- **Extrait fourni**
◇ ◇ ◇ ◇
ARBIMON utilise à la fois un logiciel et un équipement, y compris une station de contrôle alimentée à l’énergie solaire. Un rapport de l’université de Porto Rico explique :

ARBIMON pourrait potentiellement permettre le développement d’autres technologies émergentes axées sur la préservation. Par exemple, Rainforest Connection, une organisation basée à San Francisco qui travaille dans la forêt tropicale de Sumatra, a récemment installé des unités qui guettent les coups de feu et les tronçonneuses. Tous les bruits qui correspondent à ses signatures sonores déclenchent une alerte qui est relayée aux autorités locales, ce qui permet une action d’application en temps réel. Les unités de Rainforest Connection, qui sont créées à partir de téléphones Android usagés, pourraient être accordées pour guetter des cris d’animaux spécifiques – même des sons d’avertissement qui pourraient signaler une menace de braconnage.
◇ ◇ ◇ ◇
- **Données affichées**
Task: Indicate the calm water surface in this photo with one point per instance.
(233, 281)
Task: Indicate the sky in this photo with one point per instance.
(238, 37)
◇ ◇ ◇ ◇
- **Exercices**
A. Selon le texte sur ARBIMON, à partir de quoi les unités de Rainforest Connection sont-elles fabriquées ?
B. Poursuivez le texte sur ARBIMON après sa dernière phrase.
Les données n'ont aucun lien avec le texte sur ARBIMON.

- **Résultats de l'exercice**
A. Elles sont fabriquées à partir de téléphones Android usagés.

B.
« L’engagement d’ARBIMON pour l’ouverture est vraiment stimulant, déclare Topher White, le fondateur de Rainforest Connection, à mongabay.com. À l’avenir, les données générées par nos unités pourraient potentiellement être intégrées à la bibliothèque d’ARBIMON pour une région donnée, nous permettant de pister les cris d’alarme des animaux, et d’aider les autorités à intervenir dans le domaine du braconnage des espèces sauvages en temps réel. »



Au même moment, les Conservation Drones, qui associent des logiciels d’application avec des modèles d’avions et d’hélicoptères spécialement équipés, sont utilisés pour un éventail d’applications, y compris la surveillance, la collecte de données et les correspondances en haute résolution. Lian Pin Koh, un chercheur précurseur dans le développement des drones de préservation ces dernières années, indique que la capacité d’un drone à délivrer des charges à des régions éloignées pourrait avoir une certaine utilité pour ARBIMON.



« Une version miniaturisée du système ARBIMON a pu être fournie par un drone aux parties inaccessibles de la forêt pour surveiller les cris d’animaux », déclare Koh à mongabay.com.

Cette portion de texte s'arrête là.